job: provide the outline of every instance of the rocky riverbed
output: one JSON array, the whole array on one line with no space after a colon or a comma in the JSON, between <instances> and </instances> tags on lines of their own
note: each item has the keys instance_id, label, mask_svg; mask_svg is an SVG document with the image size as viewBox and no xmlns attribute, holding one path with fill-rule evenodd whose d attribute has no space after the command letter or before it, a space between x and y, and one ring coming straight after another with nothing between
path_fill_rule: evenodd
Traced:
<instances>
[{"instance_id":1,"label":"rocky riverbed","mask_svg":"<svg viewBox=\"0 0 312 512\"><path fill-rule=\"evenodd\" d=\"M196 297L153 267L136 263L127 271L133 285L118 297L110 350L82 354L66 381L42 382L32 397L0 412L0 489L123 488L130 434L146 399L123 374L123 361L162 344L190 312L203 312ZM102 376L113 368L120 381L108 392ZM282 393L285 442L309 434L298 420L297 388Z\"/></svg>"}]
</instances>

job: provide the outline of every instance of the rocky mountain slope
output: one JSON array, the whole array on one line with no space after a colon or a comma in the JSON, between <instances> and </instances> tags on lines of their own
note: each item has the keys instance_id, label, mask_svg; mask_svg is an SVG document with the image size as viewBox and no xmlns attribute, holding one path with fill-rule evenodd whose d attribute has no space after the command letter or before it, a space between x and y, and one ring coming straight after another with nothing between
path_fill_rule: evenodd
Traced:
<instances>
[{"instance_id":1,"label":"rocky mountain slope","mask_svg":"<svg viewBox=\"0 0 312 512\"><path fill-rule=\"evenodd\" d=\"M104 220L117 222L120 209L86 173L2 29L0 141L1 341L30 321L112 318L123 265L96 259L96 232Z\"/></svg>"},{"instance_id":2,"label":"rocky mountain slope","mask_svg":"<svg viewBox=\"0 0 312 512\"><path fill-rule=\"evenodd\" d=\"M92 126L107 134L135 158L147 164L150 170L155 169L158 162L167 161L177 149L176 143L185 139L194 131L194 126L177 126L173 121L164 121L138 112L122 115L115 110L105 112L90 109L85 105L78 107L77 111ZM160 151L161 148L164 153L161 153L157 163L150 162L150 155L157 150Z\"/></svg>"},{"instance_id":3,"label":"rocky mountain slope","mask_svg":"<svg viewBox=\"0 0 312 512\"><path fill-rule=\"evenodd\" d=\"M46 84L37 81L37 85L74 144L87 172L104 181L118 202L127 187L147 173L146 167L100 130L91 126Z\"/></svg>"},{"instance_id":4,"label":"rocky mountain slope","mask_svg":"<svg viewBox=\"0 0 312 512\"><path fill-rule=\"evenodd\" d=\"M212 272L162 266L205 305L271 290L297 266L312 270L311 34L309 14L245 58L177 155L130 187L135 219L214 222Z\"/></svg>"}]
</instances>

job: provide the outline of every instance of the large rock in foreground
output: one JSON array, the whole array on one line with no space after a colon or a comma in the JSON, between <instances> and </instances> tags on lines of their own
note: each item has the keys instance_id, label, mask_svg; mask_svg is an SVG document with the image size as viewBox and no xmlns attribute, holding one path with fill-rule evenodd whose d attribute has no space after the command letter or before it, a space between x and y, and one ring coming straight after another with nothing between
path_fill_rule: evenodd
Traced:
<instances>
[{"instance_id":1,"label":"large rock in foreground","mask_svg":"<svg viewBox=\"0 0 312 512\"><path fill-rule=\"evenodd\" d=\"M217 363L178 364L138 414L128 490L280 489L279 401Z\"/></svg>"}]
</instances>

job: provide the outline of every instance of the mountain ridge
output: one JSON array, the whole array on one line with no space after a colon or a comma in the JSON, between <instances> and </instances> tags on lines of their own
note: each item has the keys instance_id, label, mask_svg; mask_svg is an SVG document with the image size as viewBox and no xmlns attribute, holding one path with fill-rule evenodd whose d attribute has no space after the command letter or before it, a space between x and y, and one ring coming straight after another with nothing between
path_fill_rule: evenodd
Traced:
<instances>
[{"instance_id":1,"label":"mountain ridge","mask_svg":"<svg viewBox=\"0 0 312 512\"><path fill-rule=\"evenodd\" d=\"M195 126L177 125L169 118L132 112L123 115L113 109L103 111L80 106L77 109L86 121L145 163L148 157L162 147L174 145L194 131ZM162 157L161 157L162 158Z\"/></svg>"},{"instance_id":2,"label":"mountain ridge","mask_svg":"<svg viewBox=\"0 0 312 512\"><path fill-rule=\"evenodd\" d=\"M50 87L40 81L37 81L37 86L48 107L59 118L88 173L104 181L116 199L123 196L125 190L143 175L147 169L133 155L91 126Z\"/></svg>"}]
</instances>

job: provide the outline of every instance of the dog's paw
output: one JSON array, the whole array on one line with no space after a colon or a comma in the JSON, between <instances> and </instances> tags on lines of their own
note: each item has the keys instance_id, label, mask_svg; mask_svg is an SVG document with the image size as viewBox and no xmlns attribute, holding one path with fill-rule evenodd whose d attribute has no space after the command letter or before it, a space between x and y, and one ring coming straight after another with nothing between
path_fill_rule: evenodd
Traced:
==
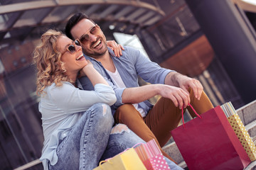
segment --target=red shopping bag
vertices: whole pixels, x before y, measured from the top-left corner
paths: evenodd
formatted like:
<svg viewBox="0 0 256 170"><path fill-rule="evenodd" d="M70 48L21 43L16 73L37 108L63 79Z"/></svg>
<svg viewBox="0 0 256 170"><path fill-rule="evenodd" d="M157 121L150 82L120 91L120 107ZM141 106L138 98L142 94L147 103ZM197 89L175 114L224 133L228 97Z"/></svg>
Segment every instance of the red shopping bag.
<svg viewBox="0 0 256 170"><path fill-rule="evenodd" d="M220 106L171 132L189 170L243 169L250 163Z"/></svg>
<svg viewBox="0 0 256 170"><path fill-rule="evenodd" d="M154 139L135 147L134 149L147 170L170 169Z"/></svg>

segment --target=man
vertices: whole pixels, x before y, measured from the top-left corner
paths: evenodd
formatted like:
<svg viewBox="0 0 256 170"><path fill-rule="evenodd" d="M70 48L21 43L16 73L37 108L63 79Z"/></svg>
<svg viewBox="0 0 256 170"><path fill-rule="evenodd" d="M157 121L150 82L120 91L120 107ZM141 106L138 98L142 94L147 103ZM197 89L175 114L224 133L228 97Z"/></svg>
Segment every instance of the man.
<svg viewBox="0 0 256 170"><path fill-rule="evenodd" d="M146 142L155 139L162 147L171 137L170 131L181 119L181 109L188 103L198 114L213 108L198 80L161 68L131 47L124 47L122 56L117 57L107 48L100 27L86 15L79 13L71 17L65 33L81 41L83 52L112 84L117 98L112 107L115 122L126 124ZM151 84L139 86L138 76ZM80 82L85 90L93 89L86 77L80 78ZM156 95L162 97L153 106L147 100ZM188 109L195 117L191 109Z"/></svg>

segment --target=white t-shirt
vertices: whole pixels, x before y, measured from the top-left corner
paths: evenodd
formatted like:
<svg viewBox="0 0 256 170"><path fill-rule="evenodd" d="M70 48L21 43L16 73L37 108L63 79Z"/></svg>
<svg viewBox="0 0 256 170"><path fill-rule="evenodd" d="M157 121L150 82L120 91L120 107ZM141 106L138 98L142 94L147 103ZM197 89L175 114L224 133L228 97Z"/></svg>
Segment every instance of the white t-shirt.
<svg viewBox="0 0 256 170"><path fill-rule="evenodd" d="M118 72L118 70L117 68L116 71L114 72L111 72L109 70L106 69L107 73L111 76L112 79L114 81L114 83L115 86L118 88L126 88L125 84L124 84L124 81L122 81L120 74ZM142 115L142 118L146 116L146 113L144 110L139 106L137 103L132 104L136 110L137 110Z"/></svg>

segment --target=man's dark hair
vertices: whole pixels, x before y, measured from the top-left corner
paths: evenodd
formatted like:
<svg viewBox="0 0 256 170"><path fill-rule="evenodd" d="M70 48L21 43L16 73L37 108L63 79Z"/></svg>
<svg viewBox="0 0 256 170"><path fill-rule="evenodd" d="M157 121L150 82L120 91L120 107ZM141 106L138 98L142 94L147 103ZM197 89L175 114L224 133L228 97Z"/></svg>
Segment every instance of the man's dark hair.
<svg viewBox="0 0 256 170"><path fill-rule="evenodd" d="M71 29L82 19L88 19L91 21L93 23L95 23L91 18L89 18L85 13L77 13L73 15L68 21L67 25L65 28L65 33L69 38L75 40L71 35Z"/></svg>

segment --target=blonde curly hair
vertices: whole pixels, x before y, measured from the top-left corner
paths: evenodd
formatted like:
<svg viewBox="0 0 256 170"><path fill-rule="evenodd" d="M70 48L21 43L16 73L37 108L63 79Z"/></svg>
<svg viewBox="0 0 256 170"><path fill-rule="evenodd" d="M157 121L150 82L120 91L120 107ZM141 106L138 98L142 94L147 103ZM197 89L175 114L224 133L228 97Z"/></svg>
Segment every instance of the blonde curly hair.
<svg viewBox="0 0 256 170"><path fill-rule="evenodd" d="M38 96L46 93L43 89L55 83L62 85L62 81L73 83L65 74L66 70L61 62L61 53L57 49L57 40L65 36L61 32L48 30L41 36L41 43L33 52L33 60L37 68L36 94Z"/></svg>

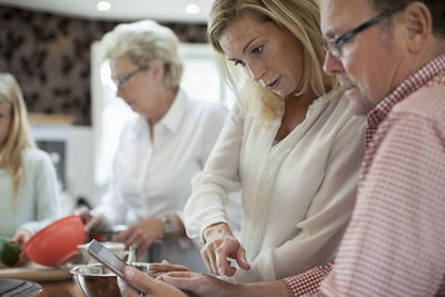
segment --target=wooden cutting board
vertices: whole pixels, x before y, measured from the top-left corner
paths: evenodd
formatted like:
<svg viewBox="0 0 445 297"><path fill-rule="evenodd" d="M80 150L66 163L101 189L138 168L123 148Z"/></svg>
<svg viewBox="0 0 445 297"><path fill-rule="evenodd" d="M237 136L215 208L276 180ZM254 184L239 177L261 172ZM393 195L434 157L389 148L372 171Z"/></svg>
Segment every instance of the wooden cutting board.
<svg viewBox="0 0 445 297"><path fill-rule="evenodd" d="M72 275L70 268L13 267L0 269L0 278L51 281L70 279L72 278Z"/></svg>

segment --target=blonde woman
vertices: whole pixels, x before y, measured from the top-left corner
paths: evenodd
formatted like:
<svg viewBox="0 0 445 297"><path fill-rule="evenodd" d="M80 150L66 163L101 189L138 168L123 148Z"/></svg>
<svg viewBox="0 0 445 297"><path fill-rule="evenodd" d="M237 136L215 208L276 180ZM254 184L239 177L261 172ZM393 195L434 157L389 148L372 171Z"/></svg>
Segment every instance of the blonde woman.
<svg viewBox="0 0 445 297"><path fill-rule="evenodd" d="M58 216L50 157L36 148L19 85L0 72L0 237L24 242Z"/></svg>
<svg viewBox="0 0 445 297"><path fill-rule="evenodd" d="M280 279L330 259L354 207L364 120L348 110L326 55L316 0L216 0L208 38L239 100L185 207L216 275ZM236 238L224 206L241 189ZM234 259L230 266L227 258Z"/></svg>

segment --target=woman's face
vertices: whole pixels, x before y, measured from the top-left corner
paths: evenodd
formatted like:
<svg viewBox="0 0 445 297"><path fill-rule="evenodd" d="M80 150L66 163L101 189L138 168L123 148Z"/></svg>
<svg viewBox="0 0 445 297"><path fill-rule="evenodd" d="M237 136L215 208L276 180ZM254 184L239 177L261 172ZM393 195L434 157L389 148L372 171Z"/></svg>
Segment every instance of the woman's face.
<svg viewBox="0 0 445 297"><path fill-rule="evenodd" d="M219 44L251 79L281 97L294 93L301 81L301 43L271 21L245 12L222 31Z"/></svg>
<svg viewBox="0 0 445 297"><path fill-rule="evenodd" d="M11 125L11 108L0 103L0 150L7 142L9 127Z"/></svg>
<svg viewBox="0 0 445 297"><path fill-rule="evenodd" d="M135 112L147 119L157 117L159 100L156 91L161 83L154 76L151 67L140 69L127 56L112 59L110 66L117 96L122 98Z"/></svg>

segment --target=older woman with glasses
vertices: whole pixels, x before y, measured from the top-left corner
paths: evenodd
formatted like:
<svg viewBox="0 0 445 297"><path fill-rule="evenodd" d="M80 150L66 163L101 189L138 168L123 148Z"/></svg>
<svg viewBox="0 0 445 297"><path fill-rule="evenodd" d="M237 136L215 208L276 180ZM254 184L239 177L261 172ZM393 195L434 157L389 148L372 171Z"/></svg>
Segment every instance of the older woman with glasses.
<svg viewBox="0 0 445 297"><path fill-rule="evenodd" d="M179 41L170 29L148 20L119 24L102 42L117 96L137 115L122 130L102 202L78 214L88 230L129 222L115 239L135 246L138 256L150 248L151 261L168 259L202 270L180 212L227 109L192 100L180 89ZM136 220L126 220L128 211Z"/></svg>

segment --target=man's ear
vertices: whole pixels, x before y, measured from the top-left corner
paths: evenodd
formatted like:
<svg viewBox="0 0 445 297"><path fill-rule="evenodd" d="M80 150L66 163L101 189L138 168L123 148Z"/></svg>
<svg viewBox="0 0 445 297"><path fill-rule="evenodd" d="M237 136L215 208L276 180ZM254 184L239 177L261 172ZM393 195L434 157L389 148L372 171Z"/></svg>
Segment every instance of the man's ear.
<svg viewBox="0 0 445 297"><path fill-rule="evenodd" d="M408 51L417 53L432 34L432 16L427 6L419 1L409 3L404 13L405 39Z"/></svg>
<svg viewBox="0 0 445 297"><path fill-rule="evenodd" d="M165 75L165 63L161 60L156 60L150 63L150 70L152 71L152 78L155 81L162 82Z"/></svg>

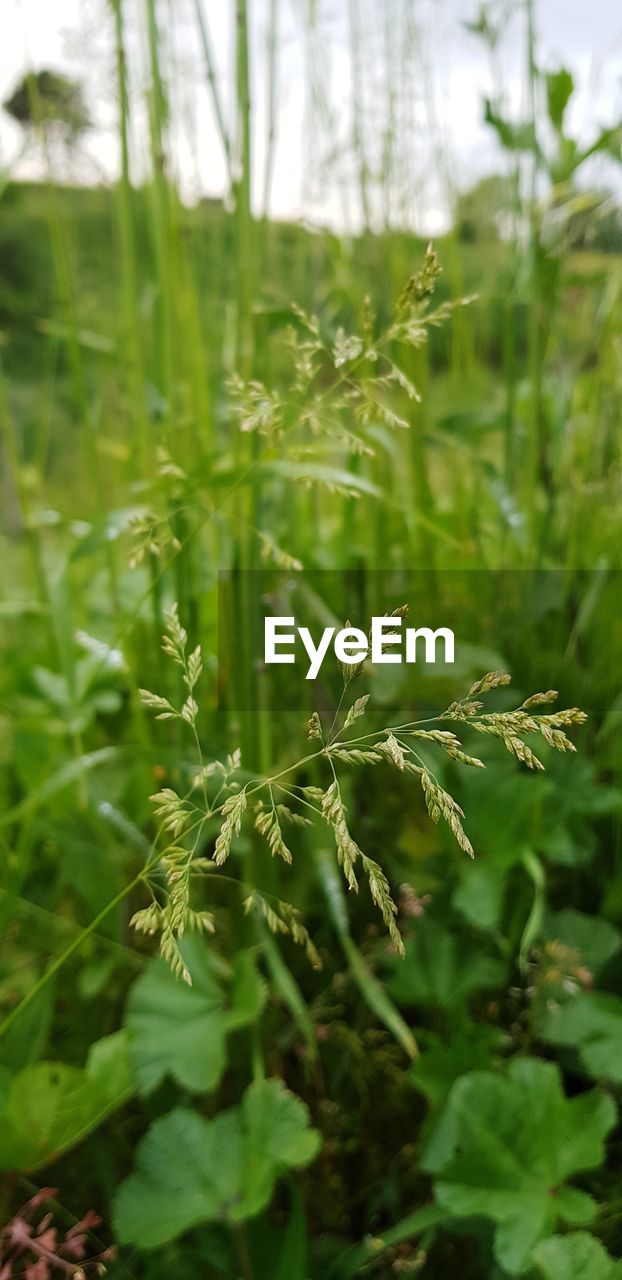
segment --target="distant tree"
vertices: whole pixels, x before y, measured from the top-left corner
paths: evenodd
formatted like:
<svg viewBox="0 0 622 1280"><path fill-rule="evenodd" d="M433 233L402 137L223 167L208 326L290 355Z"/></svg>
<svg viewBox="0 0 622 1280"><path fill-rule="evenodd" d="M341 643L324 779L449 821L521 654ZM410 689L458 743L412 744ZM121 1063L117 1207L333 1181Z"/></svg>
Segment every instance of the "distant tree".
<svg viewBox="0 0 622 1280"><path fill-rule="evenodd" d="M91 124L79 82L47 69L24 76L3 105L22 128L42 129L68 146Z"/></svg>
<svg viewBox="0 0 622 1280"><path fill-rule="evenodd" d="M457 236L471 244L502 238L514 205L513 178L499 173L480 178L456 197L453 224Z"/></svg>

**REQUIRED WORK**
Rewrite the records from the line that has "segment --target=older woman with glasses" through the line that has "41L170 29L148 20L119", replacing "glasses" with "a gray scarf" and leaving everything else unchanged. Give only those lines.

**CORRECT RESPONSE**
segment --target=older woman with a gray scarf
vertices: whole pixels, x before y, measured from the top-left corner
paths: evenodd
formatted like:
<svg viewBox="0 0 445 297"><path fill-rule="evenodd" d="M80 150L66 163L101 189L138 168L123 148Z"/></svg>
<svg viewBox="0 0 445 297"><path fill-rule="evenodd" d="M237 136L215 208L276 180ZM254 184L239 177L261 172ZM393 195L434 157L389 148L372 171Z"/></svg>
Segment every instance of the older woman with a gray scarf.
<svg viewBox="0 0 445 297"><path fill-rule="evenodd" d="M179 41L170 29L148 20L119 24L102 42L117 96L137 115L122 130L102 202L78 214L88 230L129 222L115 239L135 246L138 256L150 248L151 261L168 259L202 270L180 212L227 109L192 100L180 89ZM136 220L126 220L128 211Z"/></svg>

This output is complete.